[Opening Data in this exercise section]

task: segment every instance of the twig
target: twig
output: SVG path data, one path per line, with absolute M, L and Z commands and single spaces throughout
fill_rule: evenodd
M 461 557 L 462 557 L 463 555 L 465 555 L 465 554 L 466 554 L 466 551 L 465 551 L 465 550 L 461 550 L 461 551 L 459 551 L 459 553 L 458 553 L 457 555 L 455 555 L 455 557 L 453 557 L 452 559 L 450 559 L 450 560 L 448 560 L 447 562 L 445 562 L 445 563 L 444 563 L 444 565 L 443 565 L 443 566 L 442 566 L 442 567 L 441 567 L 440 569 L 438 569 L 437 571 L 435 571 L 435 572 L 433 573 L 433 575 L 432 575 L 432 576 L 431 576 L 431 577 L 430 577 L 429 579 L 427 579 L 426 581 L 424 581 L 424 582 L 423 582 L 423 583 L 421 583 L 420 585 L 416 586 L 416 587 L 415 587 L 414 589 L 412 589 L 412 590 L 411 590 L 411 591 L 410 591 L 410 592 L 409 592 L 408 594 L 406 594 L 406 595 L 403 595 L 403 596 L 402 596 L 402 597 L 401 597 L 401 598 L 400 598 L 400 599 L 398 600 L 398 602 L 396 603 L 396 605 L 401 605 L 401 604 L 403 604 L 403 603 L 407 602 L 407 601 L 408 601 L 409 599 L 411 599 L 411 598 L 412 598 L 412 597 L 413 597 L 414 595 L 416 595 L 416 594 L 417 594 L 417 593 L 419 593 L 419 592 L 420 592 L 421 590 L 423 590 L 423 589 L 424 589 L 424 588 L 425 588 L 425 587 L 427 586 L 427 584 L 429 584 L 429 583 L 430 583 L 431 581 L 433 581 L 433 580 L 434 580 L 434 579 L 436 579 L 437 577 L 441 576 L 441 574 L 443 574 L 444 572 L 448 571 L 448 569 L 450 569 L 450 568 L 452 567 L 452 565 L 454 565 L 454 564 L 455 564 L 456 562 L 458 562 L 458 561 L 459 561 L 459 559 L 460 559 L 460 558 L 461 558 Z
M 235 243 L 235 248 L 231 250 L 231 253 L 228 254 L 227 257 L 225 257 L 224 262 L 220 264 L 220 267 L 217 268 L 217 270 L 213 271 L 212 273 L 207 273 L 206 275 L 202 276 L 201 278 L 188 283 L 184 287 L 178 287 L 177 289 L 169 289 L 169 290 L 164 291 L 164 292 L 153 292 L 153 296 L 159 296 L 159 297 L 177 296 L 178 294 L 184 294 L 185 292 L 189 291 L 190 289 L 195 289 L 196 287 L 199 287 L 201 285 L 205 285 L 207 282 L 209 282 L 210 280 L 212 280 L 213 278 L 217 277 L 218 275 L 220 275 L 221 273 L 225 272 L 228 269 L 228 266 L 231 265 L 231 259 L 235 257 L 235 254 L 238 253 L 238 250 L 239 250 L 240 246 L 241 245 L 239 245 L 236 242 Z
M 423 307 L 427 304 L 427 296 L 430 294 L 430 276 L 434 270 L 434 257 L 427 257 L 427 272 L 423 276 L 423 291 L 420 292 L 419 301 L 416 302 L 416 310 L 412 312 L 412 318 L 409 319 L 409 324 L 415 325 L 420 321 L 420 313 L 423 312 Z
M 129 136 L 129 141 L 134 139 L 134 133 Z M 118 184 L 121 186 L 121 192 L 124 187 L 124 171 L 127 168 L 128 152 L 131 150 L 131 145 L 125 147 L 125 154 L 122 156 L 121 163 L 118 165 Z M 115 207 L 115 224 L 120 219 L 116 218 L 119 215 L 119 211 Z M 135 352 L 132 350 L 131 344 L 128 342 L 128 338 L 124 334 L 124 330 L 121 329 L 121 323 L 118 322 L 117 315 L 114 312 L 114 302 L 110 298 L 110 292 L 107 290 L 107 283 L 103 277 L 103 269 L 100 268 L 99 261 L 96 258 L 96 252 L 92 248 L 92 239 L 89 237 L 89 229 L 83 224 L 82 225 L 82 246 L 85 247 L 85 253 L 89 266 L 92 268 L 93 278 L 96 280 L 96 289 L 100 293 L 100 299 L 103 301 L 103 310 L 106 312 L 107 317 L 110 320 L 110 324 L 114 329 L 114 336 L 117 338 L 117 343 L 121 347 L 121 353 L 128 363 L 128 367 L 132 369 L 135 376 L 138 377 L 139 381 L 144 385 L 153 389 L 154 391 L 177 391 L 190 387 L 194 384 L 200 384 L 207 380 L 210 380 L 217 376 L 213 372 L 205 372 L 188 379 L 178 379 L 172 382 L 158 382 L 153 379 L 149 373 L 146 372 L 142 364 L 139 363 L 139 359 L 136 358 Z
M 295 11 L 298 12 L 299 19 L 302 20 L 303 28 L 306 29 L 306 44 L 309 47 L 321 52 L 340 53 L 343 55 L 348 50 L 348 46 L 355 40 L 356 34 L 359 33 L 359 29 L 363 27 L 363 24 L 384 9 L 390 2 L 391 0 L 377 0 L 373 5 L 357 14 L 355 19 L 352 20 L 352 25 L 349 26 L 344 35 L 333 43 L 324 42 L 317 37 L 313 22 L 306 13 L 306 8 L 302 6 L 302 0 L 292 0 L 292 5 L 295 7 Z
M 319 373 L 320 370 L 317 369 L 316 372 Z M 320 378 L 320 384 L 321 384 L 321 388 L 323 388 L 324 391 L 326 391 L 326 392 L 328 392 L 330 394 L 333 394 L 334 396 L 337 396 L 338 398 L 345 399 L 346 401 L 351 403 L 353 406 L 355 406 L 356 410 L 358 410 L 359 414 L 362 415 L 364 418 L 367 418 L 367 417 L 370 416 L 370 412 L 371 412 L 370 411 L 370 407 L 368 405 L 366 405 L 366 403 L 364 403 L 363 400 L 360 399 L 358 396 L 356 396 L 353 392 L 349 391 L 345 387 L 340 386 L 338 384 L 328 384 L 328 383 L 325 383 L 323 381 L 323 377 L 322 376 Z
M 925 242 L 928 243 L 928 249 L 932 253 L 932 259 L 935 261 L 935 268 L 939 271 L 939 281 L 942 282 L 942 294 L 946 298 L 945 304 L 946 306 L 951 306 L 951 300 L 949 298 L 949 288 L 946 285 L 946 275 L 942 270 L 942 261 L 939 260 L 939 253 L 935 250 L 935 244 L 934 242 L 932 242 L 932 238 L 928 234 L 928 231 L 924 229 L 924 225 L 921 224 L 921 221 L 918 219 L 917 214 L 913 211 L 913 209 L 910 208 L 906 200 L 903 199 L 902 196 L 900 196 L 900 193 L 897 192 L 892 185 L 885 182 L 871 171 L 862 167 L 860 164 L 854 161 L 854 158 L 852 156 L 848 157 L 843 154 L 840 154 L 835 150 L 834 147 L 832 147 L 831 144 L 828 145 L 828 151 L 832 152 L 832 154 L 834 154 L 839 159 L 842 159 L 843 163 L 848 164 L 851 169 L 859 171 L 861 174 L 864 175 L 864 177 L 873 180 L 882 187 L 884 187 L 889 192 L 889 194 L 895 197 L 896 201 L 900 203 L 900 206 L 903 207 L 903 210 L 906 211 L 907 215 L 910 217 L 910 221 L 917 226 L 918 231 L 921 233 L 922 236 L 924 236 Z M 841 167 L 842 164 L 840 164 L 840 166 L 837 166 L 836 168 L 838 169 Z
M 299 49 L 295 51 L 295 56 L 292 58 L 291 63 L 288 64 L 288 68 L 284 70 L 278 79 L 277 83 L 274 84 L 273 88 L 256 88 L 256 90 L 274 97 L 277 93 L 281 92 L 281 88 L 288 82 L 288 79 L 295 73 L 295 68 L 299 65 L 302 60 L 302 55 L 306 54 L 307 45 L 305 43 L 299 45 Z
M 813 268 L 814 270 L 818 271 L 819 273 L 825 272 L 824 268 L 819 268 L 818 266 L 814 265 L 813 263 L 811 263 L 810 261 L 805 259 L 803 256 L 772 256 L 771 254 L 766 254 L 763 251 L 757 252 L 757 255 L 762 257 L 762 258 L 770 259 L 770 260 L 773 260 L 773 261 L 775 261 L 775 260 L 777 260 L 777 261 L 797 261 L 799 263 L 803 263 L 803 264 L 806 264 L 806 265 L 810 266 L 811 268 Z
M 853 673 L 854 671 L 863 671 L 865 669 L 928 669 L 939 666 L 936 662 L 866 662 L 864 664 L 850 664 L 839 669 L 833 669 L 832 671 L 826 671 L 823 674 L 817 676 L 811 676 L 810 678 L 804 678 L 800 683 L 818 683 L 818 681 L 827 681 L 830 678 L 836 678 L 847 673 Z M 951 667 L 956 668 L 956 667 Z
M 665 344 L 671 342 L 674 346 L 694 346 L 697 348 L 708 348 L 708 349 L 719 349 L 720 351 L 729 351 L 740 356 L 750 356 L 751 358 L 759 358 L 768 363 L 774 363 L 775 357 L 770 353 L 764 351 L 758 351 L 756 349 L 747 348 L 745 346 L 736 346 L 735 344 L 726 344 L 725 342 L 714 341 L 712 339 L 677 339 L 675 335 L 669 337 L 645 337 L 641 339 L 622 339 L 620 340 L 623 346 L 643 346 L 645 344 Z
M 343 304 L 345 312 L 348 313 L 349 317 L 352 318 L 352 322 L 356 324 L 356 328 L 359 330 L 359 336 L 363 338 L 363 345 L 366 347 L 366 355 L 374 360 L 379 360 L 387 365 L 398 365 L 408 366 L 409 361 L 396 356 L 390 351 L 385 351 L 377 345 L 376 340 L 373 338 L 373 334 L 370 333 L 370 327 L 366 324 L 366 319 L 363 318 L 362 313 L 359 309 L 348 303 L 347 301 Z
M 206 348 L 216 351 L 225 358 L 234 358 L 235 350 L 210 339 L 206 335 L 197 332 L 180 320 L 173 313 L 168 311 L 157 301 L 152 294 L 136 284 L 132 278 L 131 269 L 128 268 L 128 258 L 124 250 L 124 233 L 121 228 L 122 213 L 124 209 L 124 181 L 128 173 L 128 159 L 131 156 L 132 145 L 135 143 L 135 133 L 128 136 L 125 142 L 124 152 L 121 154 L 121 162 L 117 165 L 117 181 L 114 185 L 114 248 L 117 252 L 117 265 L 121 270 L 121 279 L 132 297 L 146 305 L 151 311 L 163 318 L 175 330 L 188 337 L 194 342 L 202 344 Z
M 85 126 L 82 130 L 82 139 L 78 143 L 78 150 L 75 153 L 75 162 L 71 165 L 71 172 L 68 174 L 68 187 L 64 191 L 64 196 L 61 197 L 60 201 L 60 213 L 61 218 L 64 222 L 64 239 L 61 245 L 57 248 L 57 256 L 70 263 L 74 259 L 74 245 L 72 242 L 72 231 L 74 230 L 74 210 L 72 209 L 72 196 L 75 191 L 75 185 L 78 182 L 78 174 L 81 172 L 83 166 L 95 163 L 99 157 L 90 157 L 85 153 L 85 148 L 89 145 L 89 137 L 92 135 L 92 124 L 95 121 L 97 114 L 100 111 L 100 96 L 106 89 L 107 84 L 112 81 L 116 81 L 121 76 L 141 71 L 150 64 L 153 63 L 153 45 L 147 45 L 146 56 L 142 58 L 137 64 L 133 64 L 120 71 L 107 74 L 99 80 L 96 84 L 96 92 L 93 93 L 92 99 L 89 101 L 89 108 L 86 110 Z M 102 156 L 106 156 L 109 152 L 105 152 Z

[Closing Data in this exercise section]

Output each line of the records above exactly, beginning at the first, and stop once the line containing "output: SVG path" has been output.

◆ Task result ◆
task: segment every instance of the twig
target: twig
output: SVG path data, one path per line, with absolute M, L and Z commands and single spaces throughout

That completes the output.